[Excerpt provided]

Romancik M.,St Cyril And Method University Hospital |
Kollarik B.,St Cyril And Method University Hospital |
Lenko V.,St Cyril And Method University Hospital |
Labudova V.,University of Economics in Bratislava |
And 3 more authors.
Bratislava Medical Journal | Year: 2010
Objectives: The aim of the study was (1) to compare early results of transobturator tape (TOT) implantation in women with lower and higher Valsalva leak point pressure (VLPP) and (2) to find out significant and independent prognostic factors of TOT implantation. Material and Methods: 97 female patients (pts) underwent TOT implantation between March 2004 and September 2007. We observed preoperative parameters including VLPP, urine leakage (PWT1), quality of life (IQOL1), age, BMI, parity, previous anti-incontinence surgery, hysterectomy status (HYE) and symptoms of OAB. According to VLPP value, pts were divided into two groups, namely those with lower VLPP values (<60 cmH2O) and those with higher VLPP values (> 60 cmH2O). Two different tapes were used for TOT implantation (resorbable and non-resorbable). Six months after surgery, urine leakage (PWT2) was reassessed and pts were classed into two main categories as 'cured' (PWT2 <2 g), or 'not cured' (PWT2 >2 g). Results: Pts with lower VLPP values had significantly lower cure rates than those with higher VLPP values (43.8 % vs 81.5 %, p <0.001, respectively). Univariate logistic regresion analysis identified VLPP, PWT1, IQOL1, age, HYE, and TOT type parameters as significant factors for cure. Of these significant parameters, the mul-tivariate logistic regresion analysis identified PWT1 and TOT type as the only independent ones. Conclusions: Pts with lower VLPP values are at a five-fold greater risk of not being cured than those with higher VLPP values. Preoperative urine leakage and TOT type are the only independent prognostic factors for cure after TOT implantation (Tab. 5, Fig. 3, Ref. 32).

[/Excerpt provided]

# Work item
In the study abstract on transobturator tape implantation, how long after surgery was urine leakage reassessed?

[Given entries]

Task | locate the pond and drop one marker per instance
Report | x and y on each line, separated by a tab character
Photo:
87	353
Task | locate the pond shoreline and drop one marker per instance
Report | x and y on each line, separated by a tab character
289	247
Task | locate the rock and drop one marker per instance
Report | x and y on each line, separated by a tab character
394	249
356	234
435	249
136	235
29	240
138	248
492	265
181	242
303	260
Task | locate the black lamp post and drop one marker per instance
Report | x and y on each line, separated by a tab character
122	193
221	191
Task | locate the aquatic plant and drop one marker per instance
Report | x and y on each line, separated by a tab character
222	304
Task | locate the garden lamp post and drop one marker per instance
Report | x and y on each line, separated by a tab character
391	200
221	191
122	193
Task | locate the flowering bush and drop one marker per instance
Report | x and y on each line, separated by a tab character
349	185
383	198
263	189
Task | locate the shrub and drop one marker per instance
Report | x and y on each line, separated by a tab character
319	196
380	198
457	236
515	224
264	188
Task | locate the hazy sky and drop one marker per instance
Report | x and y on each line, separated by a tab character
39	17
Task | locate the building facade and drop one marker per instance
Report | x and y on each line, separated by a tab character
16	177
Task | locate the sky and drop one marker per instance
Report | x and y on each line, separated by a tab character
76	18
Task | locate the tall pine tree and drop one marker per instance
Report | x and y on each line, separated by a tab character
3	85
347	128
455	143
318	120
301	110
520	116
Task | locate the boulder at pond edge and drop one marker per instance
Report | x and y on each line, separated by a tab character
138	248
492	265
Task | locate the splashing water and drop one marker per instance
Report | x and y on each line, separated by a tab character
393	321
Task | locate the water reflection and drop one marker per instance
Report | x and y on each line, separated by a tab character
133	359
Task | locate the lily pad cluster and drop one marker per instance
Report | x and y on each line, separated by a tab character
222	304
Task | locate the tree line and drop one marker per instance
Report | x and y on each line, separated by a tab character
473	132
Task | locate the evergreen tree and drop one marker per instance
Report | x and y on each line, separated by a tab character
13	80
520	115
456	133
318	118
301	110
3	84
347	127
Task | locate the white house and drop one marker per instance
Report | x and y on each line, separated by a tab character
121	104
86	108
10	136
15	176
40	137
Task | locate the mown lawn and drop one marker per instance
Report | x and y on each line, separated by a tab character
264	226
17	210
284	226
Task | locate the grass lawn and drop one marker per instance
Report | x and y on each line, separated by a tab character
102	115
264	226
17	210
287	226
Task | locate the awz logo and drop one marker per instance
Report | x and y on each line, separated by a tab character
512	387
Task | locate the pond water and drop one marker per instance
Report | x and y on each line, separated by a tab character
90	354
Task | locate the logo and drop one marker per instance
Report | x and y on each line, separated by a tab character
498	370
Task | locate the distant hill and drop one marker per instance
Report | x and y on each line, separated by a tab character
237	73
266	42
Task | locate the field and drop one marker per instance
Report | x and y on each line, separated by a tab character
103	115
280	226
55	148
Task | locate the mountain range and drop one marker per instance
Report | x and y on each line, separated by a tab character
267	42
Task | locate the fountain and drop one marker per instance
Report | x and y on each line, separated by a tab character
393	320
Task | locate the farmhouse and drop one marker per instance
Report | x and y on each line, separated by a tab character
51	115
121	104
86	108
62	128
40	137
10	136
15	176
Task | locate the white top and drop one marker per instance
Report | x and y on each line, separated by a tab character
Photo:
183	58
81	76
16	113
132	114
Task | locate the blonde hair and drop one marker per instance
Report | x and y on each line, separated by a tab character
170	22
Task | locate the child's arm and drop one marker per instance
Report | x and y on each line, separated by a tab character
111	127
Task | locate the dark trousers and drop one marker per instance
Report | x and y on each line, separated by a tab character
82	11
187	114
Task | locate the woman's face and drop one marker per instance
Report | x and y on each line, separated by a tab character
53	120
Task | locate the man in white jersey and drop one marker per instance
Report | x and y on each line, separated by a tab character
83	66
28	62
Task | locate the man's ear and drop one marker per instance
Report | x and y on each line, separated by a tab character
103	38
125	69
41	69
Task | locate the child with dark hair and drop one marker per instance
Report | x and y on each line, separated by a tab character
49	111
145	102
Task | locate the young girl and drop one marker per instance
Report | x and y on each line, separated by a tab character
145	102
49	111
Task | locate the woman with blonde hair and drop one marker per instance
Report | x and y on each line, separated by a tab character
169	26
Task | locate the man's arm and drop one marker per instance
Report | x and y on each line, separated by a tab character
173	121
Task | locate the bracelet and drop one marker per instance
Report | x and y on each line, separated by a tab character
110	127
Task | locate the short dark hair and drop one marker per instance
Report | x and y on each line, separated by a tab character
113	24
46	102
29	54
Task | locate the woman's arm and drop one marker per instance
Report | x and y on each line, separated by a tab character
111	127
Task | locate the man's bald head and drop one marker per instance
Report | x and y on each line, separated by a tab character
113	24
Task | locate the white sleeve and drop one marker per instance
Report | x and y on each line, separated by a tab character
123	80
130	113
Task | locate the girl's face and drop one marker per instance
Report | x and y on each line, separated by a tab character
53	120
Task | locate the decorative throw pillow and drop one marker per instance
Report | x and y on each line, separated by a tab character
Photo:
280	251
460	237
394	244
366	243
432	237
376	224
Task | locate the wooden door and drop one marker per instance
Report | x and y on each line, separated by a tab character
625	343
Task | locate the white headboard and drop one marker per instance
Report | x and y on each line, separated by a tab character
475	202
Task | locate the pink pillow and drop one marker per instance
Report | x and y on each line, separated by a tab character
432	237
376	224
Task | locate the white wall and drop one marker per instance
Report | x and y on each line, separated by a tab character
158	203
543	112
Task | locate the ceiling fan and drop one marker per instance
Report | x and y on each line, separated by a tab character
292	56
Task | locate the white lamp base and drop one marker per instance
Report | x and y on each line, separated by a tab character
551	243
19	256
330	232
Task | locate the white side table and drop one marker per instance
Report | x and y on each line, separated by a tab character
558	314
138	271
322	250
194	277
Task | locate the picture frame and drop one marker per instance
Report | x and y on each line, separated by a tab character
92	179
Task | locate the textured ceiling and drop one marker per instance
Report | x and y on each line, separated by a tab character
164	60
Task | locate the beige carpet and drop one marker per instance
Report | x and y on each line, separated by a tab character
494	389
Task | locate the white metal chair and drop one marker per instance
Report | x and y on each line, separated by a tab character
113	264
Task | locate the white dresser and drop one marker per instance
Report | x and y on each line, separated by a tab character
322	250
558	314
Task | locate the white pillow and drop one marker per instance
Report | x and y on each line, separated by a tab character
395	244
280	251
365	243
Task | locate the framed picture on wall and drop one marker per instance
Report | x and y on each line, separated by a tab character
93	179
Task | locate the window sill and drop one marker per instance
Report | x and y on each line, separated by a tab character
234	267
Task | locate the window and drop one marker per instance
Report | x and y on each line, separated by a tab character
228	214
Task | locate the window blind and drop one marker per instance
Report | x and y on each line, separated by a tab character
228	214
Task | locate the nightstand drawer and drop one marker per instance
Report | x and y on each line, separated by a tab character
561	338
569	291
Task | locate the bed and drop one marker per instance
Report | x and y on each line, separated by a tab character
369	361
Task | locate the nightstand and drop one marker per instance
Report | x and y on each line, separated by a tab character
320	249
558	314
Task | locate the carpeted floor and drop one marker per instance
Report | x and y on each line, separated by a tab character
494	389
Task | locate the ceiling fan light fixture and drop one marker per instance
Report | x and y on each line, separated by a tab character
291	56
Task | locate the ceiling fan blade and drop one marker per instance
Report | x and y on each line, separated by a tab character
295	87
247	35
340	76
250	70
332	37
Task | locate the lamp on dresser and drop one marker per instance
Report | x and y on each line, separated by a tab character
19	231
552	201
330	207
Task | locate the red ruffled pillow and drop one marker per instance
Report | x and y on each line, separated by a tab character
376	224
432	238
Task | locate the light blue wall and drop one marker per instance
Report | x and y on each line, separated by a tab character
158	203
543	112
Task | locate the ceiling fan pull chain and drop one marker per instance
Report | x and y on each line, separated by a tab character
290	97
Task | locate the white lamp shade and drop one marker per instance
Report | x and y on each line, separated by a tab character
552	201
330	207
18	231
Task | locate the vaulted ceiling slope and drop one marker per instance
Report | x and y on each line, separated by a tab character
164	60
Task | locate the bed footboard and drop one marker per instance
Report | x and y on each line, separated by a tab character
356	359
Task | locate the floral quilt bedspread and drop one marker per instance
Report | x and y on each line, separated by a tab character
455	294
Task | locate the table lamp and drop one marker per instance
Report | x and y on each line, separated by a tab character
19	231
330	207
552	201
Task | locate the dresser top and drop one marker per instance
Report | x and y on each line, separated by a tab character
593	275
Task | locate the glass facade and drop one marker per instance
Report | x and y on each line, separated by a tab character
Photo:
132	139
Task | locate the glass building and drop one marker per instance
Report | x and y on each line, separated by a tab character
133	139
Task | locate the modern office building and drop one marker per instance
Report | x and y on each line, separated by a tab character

[/Given entries]

# Solution for this exercise
Six months after surgery.